For the seventh post in my series on far-flung France we’re going back to take another look at Réunion, from the perspective of a neighbouring islander, Mauritian blogger Beatrice aka Mademoiselle Nomad.
For those of you just joining the adventure through France’s overseas territories, here’s a quick recap. A few months ago I was struck by the idea that it could be possible to travel around the globe, without leaving “Europe”, without changing money, just using Euros, only speaking French and living off baguettes and camembert. How on earth, you might ask, could this be possible? Well believe it or not France is spread out over 12 time zones with overseas territories and departments in South America, the Caribbean, the Indian Ocean and the South Pacific. Each of these tiny (mostly) islands are part of France, not independent ex-colonies and function much the same as any region in mainland France. Wanting to find out more about these unusual places, having only visited Martinique myself, I came up with the idea of a series of stories, written by people in the know, friends and bloggers who have actually visited or lived in the Dom-Tom*. So having been to Martinique, Mayotte, Réunion, Guadeloupe, St Martin and French Guyana here we are, with the seventh tale of far-flung France….
Guest post by Beatrice at Mademoiselle Nomad
Growing up on an island like Mauritius would mean you never have to travel ever, right? Wrong! Even if the island has a coastline of beautiful pristine white beaches and stunning lagoons, for me, I always wanted to know what was beyond all of that. To see, explore and discover more of the world.
And with that in mind, it was only natural that I would travel whenever I had the opportunity, even when my parents could only afford taking us to the neighbouring island of Réunion. I have been to Réunion Island a couple of times when I was only a toddler and again in my teenage years as well as my adult life. I have great memories of these trips which I will happily share with you.
We commonly refer to this neighbouring island as La Réunion which is also fondly known as our sister island because they are so close to each other. Flying to La Réunion only took a short half hour plane trip. And if you choose to travel with a catamaran, it would take five hours approximately. We, however, have always been by plane as it is more convenient that way.

_GIVEN REQUEST A:_ Reproduce verbatim the portion of the listing that opens with the line containing "For the benchmark, annotate every instance of the person" and runs through the end of the listing.

Data entries
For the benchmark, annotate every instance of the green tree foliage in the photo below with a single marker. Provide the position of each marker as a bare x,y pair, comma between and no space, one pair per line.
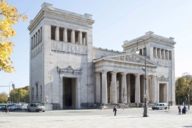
3,97
19,95
183,89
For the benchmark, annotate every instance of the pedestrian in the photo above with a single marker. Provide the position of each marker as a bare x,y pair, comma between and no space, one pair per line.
115,110
179,110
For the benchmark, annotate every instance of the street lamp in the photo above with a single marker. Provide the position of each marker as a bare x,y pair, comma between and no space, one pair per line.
145,82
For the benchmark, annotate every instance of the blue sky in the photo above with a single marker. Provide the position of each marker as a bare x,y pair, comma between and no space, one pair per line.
115,21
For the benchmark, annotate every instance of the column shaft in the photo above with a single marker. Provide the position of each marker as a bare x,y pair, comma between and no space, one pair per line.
114,88
73,36
137,89
80,37
57,33
65,35
104,88
128,89
98,88
124,89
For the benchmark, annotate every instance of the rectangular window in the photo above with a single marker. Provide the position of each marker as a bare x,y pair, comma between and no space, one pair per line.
69,32
53,32
61,34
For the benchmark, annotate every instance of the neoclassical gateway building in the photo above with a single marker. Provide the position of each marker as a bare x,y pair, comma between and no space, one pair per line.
66,71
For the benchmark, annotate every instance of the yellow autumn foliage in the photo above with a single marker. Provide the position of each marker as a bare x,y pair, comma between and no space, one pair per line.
8,17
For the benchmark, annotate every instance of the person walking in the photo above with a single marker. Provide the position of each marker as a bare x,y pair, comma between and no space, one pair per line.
115,110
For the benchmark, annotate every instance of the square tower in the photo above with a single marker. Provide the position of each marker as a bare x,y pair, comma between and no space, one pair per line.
61,58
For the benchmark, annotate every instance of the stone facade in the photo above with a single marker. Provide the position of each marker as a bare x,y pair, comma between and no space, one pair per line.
66,71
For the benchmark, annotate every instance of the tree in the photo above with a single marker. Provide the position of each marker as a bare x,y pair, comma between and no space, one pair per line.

_GIVEN REQUEST B:_ Carry on the guest post about visiting Réunion from the point where it stops.

_WRITTEN ANSWER A:_
For the benchmark, annotate every instance of the person walking in the photo above with a single marker. Provide the position of each marker as a bare x,y pair, comma between and no space, one pair per line.
115,110
For the benchmark, annotate every instance of the square tower in the photo above with a single marker. Provide the position of each marker as a bare x,y pair, comma between and no space, one pair per line.
61,58
For the benchmark, annotate every instance of the stone facade in the photo above with a single marker. Provide the position of each marker as a bare x,y pair, comma between and no space, one pair per line.
66,71
For the benchmark, annotate every instance of the tree in the photo above with a single marker. Provide the position of each marker as a bare x,y pair, comma between and no space, one pair per line.

_WRITTEN ANSWER B:_
La Réunion has so much to offer and to me, it was more than a trip to an island. It felt like I could be in France with everyone on the island speaking French. They also spoke a patois but even that sounded French to my ears – so melodious and romantic unlike the creole patois I am familiar with from Mauritius.
Indeed, this French-department has impressed me in many ways. Landing in Saint-Denis, its capital, was a pleasure for my mum and I to go on a shopping spree. There were French clothing brands, the kind of items I often saw in French magazines. We unfortunately could not shop until we dropped because the currency was the same as in France: they used Euros! How could an island be so near to us and yet charge prices that were exactly the same as in France, which was in another hemisphere! We constantly had to keep reminding ourselves of the fact that we had to pay everything in Euros.
To comfort ourselves from not being able to buy the entire shop, we would spoil ourselves with a freshly-baked croissants or waffle (‘gauffres’ with melted chocolate drizzled on top) or we would sit at a Salon de Thé eating patisseries. I love the food of La Réunion, a mixed between Creole cuisine and French cuisine. There would be items on the menu that were so typically from the island, like cassava, bonbons piments (fried chilli balls), rougail (condiment or sauce often served with sausages) and other condiments and yet, we would also be served dishes so reminiscent of the French culture.
We feasted on everything and enjoyed the diversity of the local gastronomy through our tastebuds. We needed all our energy to explore the island after all. La Réunion had so much to offer for us tourists. On each of our trips, we would go for a compulsory visit to La Fournaise, the active volcano. I’ve seen it once just a few weeks after it erupted and it was such an exciting adventure to walk as close as we possibly could to the volcano and feel the hot ash from underneath our feet. Despite the fact that it had stopped blowing out chunks of hot lava, the soil around was steaming hot! It was a fantastic thing to see. Besides this, I love the beaches, especially Saint Gilles les Bains, which is also known by the locals as the little Saint-Tropez where all the rich and famous are often seen sun-bathing or clubbing in the trendy nightclubs in the neighbourhood. My other memories of sight-seeing in La Réunion involved a trip to one of the top attractions in Sainte Rose, an old historic suspension bridge “Le Pont Suspendu”, a trip to Anse les Cascades to admire the majestic waterfall as well as the scenic and winding route (400 bends!) leading to the Cirque de Cilaos, renowned for its thermal baths and hiking trails.
La Réunion is definitely a place I will not remove from my travel list because even if you go there once, there’s always a reason to return as it’s an island filled with adventures and attractions with all the facilities you could expect to find in France – great infrastructure, well-maintained roads and highways and of course everyone drives on the right! I am very privileged to have a lot of family members living there to show me around and also make me feel at home there.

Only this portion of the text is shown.